Location annotation dataset excerpts
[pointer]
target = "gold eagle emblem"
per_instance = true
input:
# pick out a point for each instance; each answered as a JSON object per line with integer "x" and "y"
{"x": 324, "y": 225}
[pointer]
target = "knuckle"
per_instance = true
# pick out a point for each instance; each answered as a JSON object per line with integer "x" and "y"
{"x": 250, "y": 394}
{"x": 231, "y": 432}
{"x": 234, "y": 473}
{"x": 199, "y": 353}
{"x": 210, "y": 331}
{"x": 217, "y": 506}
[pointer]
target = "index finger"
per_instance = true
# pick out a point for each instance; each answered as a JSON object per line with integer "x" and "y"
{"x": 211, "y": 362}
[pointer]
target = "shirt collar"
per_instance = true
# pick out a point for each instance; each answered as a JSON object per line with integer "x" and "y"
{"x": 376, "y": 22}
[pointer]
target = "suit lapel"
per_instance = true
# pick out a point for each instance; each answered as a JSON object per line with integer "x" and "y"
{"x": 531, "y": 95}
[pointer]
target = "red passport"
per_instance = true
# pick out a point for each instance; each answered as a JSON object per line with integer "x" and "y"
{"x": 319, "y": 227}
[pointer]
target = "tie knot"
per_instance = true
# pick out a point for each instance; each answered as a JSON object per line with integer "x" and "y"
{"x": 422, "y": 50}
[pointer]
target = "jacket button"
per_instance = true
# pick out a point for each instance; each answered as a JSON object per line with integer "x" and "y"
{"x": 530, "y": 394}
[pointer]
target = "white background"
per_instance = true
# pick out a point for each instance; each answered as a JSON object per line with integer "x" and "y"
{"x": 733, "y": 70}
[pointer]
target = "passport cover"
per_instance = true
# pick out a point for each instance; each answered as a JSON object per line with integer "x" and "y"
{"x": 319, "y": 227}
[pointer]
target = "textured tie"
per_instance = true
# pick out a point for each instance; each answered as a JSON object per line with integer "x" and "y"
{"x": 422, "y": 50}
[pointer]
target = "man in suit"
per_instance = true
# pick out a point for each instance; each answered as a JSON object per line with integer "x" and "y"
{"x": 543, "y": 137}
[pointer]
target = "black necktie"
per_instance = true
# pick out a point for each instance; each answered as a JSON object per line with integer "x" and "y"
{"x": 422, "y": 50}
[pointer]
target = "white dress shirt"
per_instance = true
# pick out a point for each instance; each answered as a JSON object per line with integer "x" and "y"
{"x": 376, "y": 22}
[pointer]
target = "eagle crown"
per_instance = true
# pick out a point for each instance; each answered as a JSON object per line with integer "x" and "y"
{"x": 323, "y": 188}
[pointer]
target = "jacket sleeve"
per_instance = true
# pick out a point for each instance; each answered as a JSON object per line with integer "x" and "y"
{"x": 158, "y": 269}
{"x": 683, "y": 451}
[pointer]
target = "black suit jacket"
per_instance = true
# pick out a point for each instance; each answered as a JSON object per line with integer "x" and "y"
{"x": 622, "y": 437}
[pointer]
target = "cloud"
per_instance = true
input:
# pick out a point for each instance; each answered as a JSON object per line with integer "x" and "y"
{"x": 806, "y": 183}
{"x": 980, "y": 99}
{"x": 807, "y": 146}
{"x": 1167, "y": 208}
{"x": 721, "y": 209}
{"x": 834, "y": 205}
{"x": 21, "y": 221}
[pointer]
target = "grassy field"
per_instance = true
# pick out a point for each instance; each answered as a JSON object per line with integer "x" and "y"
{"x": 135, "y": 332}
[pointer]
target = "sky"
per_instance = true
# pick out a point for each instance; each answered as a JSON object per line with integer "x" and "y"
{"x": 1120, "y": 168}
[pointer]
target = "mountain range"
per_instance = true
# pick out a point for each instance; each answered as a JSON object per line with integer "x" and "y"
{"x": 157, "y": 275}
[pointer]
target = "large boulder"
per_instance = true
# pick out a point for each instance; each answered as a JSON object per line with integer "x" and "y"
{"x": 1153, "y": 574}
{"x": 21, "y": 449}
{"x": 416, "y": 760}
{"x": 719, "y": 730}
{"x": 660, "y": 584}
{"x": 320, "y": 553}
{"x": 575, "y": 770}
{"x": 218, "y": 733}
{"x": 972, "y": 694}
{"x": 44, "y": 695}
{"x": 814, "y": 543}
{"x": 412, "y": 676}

* [THE REQUEST]
Repeat all of the entries exactly.

* [ANSWER TO THIS TASK]
[pointer]
target = "gold eagle emblem"
per_instance = true
input:
# pick out a point for each instance; each answered as a JSON object per line with integer "x" and "y"
{"x": 324, "y": 225}
[pointer]
target = "knuckle"
per_instance = true
# pick out a point for each instance; each answered as a JSON object per line with integer "x" and "y"
{"x": 250, "y": 394}
{"x": 231, "y": 432}
{"x": 234, "y": 473}
{"x": 199, "y": 353}
{"x": 210, "y": 331}
{"x": 217, "y": 506}
[pointer]
target = "index finger"
per_instance = true
# pick out a point for each instance; each answered as a JSON object per line with integer "x" and "y"
{"x": 211, "y": 362}
[pointer]
target = "shirt collar"
per_instance = true
# pick out a point for each instance; each answered as a JSON object per line with integer "x" and "y"
{"x": 376, "y": 22}
[pointer]
target = "suit lapel"
per_instance = true
# pick out a point for each instance; each answered as a JSON object per line with integer "x" and "y"
{"x": 531, "y": 95}
[pointer]
target = "red passport"
per_instance = true
# pick out a point for each instance; each answered as a JSON object per line with integer "x" and "y"
{"x": 319, "y": 227}
[pointer]
target = "tie knot"
per_instance = true
# pick out a point for each instance; each answered as a JSON object per line with integer "x" and "y"
{"x": 422, "y": 50}
[pointer]
target = "jacket button"
per_instance = true
# pick out a point for each instance; each answered as a JSON object per line with integer "x" and "y"
{"x": 530, "y": 394}
[pointer]
target = "white background"
per_instance = true
# pick out a point for each instance; each answered as a JSON object per line with integer "x" and "y"
{"x": 733, "y": 70}
[pointer]
target = "passport cover"
per_instance = true
# pick out a point for each instance; each answered as a JSON object per line with integer "x" and "y"
{"x": 319, "y": 227}
[pointer]
target = "textured tie"
per_instance = true
# pick out a point for each instance; each answered as a JSON object per line with integer "x" and "y"
{"x": 422, "y": 50}
[pointer]
target = "man in suit"
per_instance = true
# pick out a point for each instance; each answered as a JSON object per line with integer "x" and "y"
{"x": 543, "y": 137}
[pointer]
target = "black necktie"
per_instance = true
# pick out a point for each instance; each answered as a JSON object per line with integer "x" and "y"
{"x": 422, "y": 50}
[pointer]
target = "white dress shirt"
per_instance = true
# pick out a point for each instance; each answered as a JSON object per line with integer "x" and "y"
{"x": 376, "y": 22}
[pointer]
target = "eagle crown"
per_instance = true
# pick out a point for each instance; each answered as a JSON object per line with integer "x" and "y"
{"x": 323, "y": 188}
[pointer]
target = "jacket sleeve"
per_instance = true
# pick out a point for each instance; each answered as a JSON object per line with integer "x" and "y"
{"x": 158, "y": 269}
{"x": 683, "y": 451}
[pointer]
target = "black suit jacket"
per_instance = true
# pick out a point for each instance; each answered as a JSON object per line with integer "x" and "y"
{"x": 622, "y": 437}
[pointer]
target = "cloud"
per_instance = true
input:
# pick out a point for each instance; each answered as a JSON object per line with integer "x" and "y"
{"x": 806, "y": 183}
{"x": 980, "y": 99}
{"x": 807, "y": 146}
{"x": 1167, "y": 208}
{"x": 721, "y": 209}
{"x": 834, "y": 205}
{"x": 21, "y": 221}
[pointer]
target = "grassy field"
per_instance = true
# pick out a point for each instance; each answered as a JSON object per line with integer "x" and "y"
{"x": 135, "y": 332}
[pointer]
target = "sky"
per_instance = true
# pick out a point for each instance; each answered as a JSON object per line with integer "x" and "y"
{"x": 1120, "y": 168}
[pointer]
target = "mountain range"
per_instance = true
# pick out a point for each instance; each answered as a JSON object per line with integer "x" and "y"
{"x": 157, "y": 275}
[pointer]
target = "large boulder"
per_instance = true
# pick out a point for each instance; each answered as a JSON object per line with integer "x" and "y"
{"x": 1153, "y": 574}
{"x": 21, "y": 449}
{"x": 416, "y": 760}
{"x": 719, "y": 730}
{"x": 660, "y": 584}
{"x": 320, "y": 553}
{"x": 575, "y": 770}
{"x": 218, "y": 733}
{"x": 972, "y": 694}
{"x": 44, "y": 695}
{"x": 814, "y": 543}
{"x": 412, "y": 676}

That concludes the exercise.